Both teams are on a two-game streak, the Bears the winning variety and the Broncos the losing kind.

Here are some aspects on the field to focus on during Sunday's action.

What to watch for when the Bears have the ball

Rams game plan 2.0

Just last Sunday, Chicago faced a similarly structured defense in St. Louis and executed a conservative-yet-effective game plan that led to a 37-13 victory. Undoubtedly, the Broncos are more talented than the Rams, but several aspects of Bears offensive coordinator Adam Gase's game plan can be re-purposed against the Broncos -- controlled, quick passes underneath mixed with well-timed screens and a steady dose of inside runs.

Much of the Broncos' recent struggles has to do with the depleted skills of quarterback Peyton Manning, who tossed a total of six interceptions against the Colts and Chiefs. But after reviewing the film from those games, both teams won the time of possession battle by chipping away at the Broncos defense. The Colts and Chiefs used power and lead runs in between the tackles to negate the Broncos' speed and neutralized the rush by getting the ball out quickly on tunnels, bubbles, curls, mesh and rub routes.

Against the Rams, 15 of Cutler's 19 completions went to running backs and tight ends. Only one of those 19 completions traveled 10 yards in the air. The Broncos thrive on making a quarterback get rid of the ball earlier than expected, and their secondary is adept at jumping hot routes.

If the Bears can strike a 60-40 run-to-pass ratio while moving the chains against the Broncos, they'll have a chance to keep this game close into the fourth quarter, which is Fox's modus operandi.

Fresh legs in the run game

Jeremy Langford has proved he's capable of being the centerpiece of a game plan. Over the past two games, he's touched the ball on 38 percent of the Bears' offensive plays (48 touches out of 126 total offensive plays). Ka'Deem Carey has 21 carries over the past two games and is averaging four yards per run. While it was inconsequential, Carey's late fumble against the Rams certainly didn't go unnoticed by the coaching staff. It will be interesting to see what that ball security miscue does to his workload moving forward.

Starter Matt Forte (knee) practiced in a limited fashion Wednesday, which is a positive sign about where he's at in his recovery. If all three are able to suit up Sunday, it will be an ideal scenario and opportunity for Gase to utilize all three to keep fresh legs in what should be a run-heavy game plan.

One constant this season has been Gase's creativity with the run game. Each week he's added a new wrinkle, be it a type of run (the Bears ran more zone-read last week) or the personnel package he's running from.

Directions for this task | Update the Bears-Broncos preview by rewriting the passage starting at "Just last Sunday, Chicago faced" and ending at "of inside runs.", putting "cautious-but-effective" in place of "conservative-yet-effective". The lines that come next have no connection to the Bears-Broncos preview.

Dataset extract |
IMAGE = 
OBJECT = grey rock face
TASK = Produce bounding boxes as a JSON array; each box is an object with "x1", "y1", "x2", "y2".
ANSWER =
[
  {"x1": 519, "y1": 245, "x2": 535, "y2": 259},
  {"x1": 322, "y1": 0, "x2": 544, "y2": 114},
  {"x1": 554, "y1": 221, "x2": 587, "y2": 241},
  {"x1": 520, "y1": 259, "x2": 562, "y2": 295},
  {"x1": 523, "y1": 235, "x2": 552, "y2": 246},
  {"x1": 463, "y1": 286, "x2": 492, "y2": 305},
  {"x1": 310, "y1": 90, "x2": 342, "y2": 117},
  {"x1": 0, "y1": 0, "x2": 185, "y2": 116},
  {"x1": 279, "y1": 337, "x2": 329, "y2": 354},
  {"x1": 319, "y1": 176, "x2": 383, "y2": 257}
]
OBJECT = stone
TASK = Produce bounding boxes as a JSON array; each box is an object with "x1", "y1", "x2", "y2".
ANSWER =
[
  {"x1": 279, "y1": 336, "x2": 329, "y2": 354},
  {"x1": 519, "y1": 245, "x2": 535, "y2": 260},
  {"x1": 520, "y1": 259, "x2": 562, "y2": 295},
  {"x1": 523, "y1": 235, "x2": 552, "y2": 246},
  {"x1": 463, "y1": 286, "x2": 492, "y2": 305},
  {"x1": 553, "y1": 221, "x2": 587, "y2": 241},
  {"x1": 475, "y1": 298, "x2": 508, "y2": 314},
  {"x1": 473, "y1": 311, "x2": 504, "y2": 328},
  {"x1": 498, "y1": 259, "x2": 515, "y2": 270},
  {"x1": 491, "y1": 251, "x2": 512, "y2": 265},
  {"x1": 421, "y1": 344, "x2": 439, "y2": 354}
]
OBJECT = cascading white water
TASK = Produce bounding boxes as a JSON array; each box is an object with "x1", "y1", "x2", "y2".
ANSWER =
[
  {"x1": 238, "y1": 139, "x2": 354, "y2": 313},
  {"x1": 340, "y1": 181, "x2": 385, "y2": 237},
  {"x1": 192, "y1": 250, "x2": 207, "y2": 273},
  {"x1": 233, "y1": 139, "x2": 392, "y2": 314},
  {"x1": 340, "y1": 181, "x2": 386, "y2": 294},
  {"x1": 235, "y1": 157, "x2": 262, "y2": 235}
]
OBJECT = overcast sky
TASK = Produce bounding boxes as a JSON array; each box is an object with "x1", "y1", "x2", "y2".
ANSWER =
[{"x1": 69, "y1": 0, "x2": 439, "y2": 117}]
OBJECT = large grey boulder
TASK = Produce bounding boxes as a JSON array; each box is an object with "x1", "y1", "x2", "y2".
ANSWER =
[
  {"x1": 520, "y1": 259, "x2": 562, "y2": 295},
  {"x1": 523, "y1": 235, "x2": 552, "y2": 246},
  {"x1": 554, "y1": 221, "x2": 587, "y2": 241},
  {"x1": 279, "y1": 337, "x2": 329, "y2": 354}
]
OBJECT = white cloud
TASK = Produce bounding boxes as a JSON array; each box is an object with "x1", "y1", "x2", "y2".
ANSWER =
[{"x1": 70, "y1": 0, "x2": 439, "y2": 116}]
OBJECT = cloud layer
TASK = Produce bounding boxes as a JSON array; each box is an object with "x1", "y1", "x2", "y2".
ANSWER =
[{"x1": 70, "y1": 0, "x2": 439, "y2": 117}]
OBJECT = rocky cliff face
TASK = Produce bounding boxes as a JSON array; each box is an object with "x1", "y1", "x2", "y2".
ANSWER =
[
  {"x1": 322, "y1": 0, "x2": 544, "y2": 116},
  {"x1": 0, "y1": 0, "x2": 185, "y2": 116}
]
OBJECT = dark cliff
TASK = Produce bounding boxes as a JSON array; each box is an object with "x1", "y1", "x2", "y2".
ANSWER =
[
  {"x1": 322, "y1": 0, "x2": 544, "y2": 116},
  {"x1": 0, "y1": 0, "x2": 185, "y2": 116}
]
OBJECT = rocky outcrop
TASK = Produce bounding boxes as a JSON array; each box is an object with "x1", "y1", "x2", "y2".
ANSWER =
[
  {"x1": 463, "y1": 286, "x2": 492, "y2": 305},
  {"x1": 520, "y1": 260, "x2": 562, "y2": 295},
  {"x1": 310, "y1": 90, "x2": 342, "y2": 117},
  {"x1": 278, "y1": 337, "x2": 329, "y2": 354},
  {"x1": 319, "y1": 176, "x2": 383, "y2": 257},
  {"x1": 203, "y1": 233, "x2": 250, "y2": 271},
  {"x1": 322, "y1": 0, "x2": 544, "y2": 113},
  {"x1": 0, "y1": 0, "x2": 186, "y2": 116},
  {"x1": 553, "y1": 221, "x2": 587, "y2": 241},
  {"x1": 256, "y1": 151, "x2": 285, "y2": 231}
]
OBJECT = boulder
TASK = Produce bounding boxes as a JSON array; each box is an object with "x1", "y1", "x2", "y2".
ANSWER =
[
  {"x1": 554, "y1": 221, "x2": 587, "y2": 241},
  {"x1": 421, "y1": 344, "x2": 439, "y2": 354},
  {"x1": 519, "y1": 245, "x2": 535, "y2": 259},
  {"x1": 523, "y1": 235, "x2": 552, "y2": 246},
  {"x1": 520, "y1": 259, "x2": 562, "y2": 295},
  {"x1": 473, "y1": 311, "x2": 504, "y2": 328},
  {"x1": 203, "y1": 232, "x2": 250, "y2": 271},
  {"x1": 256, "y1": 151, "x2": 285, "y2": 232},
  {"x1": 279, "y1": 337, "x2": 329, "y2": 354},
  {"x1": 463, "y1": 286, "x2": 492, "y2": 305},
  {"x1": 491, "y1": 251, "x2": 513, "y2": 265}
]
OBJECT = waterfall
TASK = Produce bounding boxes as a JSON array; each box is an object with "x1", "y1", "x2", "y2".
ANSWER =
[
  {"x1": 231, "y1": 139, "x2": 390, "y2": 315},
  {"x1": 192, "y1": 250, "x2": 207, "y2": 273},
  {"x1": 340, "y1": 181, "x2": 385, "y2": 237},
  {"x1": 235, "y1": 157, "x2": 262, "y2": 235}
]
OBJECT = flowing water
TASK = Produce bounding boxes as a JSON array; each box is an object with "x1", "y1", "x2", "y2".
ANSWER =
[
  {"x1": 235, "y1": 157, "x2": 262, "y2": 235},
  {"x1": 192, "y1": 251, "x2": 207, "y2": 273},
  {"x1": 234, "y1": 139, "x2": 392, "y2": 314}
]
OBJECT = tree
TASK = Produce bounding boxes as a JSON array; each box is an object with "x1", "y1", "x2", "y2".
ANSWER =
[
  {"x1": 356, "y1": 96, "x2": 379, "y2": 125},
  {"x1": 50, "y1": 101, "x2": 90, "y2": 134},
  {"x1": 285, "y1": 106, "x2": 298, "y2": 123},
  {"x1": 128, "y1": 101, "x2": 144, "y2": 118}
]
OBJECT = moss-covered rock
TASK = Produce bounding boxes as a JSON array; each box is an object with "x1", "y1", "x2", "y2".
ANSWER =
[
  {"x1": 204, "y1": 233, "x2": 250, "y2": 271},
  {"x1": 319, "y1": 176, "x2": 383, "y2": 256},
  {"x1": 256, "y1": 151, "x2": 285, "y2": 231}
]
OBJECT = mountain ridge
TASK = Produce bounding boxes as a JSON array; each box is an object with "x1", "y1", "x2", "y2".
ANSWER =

Complete answer |
Just last Sunday, Chicago faced a similarly structured defense in St. Louis and executed a cautious-but-effective game plan that led to a 37-13 victory. Undoubtedly, the Broncos are more talented than the Rams, but several aspects of Bears offensive coordinator Adam Gase's game plan can be re-purposed against the Broncos -- controlled, quick passes underneath mixed with well-timed screens and a steady dose of inside runs.